**짧은 과제**: 아래 항목을 모두 한 줄도 빠짐없이 똑같이 베껴 쓰세요.

**저장된 항목**:
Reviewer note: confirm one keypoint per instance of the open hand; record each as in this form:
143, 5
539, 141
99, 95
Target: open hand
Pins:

**답변**:
Reviewer note: confirm one keypoint per instance of the open hand; record each as in this form:
143, 5
539, 141
99, 95
Target: open hand
Pins:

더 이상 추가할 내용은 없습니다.